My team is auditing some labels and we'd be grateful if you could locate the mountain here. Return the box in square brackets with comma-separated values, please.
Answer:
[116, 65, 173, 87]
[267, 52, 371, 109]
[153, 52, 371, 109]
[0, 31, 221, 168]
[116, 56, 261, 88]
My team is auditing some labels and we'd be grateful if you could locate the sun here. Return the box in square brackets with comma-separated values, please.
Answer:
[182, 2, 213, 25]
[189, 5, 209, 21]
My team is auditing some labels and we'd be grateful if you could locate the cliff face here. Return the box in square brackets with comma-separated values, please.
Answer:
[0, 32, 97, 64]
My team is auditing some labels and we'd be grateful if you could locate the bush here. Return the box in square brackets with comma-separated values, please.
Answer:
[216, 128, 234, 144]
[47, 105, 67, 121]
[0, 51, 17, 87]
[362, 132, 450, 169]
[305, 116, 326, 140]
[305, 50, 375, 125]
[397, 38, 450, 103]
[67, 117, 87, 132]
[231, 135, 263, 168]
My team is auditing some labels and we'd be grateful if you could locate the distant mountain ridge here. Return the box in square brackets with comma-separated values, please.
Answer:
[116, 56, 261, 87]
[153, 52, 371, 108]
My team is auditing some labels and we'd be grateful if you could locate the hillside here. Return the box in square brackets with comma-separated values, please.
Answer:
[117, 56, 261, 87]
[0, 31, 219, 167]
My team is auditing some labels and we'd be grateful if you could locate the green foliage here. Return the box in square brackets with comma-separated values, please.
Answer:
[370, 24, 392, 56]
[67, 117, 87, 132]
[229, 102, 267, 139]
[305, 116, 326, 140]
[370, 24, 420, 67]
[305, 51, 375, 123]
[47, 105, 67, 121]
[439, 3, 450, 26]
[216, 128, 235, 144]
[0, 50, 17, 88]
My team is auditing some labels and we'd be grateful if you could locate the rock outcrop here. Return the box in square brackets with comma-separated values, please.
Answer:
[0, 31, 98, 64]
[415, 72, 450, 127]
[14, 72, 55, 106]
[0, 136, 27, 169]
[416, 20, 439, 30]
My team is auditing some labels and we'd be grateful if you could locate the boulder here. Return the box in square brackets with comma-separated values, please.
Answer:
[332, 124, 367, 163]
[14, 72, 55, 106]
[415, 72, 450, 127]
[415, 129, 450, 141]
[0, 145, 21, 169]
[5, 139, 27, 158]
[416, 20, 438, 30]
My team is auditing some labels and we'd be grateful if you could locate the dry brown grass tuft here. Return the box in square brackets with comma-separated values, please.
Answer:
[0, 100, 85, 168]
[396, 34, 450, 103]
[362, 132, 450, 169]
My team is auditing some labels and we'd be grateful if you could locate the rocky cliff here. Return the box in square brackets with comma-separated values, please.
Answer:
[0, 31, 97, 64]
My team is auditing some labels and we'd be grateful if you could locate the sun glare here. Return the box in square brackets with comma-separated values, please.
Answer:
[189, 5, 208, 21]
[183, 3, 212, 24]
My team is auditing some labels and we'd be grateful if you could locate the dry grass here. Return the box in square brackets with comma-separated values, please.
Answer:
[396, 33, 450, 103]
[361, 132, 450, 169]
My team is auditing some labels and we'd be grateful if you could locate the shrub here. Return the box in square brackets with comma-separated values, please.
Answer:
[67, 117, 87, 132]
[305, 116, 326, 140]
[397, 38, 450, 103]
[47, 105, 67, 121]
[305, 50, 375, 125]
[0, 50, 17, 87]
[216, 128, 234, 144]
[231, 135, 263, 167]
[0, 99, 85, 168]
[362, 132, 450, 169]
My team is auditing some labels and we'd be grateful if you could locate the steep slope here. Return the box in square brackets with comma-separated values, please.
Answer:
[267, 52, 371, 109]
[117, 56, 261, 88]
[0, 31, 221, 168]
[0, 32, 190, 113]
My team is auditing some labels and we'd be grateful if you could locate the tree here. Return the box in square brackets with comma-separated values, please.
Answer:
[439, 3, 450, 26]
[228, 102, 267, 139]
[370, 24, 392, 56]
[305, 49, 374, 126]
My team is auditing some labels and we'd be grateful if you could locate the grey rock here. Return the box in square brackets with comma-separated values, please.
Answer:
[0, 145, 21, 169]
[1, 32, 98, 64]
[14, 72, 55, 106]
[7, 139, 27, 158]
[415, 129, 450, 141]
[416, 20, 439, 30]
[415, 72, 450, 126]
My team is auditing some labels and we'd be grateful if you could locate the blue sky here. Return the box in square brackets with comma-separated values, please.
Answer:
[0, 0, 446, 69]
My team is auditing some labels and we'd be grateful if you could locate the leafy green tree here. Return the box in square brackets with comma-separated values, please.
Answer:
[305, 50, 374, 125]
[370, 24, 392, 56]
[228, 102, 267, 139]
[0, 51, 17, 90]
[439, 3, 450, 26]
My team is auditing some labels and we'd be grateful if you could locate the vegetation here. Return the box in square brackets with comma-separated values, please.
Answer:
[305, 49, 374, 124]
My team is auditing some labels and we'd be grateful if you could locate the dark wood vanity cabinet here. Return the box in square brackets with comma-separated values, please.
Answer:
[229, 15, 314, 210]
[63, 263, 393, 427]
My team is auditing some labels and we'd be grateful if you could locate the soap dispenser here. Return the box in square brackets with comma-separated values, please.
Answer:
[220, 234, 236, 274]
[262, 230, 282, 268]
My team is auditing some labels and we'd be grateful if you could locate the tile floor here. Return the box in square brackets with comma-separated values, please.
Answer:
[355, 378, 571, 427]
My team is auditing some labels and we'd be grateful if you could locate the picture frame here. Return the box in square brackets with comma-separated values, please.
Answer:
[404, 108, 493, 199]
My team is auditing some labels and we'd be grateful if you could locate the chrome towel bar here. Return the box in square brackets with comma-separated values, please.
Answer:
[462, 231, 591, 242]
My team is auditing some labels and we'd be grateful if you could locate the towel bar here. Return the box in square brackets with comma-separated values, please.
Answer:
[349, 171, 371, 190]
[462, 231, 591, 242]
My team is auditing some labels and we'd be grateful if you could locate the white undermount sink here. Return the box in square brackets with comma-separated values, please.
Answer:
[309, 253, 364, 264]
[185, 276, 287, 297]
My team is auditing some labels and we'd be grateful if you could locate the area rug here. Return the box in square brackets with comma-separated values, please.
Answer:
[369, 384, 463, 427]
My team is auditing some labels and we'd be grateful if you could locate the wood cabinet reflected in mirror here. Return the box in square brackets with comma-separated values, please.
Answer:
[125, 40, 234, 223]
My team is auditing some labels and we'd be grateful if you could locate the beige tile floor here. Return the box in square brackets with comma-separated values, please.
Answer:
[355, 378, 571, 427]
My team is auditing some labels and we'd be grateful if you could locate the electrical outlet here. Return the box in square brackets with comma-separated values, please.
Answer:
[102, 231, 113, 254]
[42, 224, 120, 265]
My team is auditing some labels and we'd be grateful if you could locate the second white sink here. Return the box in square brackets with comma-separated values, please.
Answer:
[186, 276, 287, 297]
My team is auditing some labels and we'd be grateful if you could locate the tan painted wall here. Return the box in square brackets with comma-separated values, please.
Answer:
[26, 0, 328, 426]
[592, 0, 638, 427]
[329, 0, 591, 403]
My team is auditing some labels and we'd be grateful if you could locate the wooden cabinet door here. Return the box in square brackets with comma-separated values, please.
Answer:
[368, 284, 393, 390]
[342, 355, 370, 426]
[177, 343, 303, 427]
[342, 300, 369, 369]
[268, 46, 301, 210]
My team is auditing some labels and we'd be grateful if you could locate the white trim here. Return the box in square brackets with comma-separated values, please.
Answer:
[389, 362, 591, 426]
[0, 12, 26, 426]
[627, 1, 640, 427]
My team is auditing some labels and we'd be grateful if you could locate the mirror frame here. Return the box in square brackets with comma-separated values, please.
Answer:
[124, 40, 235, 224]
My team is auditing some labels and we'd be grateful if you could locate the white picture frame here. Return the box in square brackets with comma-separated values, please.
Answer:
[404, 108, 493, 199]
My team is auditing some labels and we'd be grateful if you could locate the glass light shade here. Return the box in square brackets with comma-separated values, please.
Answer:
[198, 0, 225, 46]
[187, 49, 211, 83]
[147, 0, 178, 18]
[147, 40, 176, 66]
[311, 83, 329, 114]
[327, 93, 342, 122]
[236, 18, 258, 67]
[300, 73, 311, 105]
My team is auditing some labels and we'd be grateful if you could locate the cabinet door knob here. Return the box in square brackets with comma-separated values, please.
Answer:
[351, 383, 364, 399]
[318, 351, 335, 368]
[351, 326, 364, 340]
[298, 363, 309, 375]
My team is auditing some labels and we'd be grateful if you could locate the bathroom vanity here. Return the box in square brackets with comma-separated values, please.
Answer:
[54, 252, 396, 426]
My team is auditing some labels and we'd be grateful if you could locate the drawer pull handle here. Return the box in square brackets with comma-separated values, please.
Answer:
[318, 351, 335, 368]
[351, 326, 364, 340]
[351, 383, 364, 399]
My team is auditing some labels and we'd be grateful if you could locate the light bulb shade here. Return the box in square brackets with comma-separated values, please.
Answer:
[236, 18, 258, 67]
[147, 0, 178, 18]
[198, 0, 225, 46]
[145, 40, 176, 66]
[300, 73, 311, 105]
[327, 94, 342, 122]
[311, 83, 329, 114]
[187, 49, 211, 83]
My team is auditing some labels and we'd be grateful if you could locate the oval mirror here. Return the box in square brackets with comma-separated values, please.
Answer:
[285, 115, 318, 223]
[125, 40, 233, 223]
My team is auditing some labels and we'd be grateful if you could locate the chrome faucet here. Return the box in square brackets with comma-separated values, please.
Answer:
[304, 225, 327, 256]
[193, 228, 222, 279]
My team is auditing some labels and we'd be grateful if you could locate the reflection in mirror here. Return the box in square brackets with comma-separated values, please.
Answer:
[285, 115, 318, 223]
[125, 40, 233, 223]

** Direction **
Please copy everything in the records above, from the line containing "locate the towel" down to the line containing "[185, 276, 287, 297]", including both of those lines.

** Response to the task **
My team is auditing some labels and we'd be grateful if you could locate the towel bar here. Return the box in square brackets with comma-separated values, please.
Answer:
[349, 171, 371, 190]
[462, 231, 591, 242]
My team is auditing some labels and we'd be grateful if you could locate the white undermount sink here. Return the box in square brackets with comma-separated values, please.
Answer:
[309, 253, 364, 264]
[185, 276, 287, 297]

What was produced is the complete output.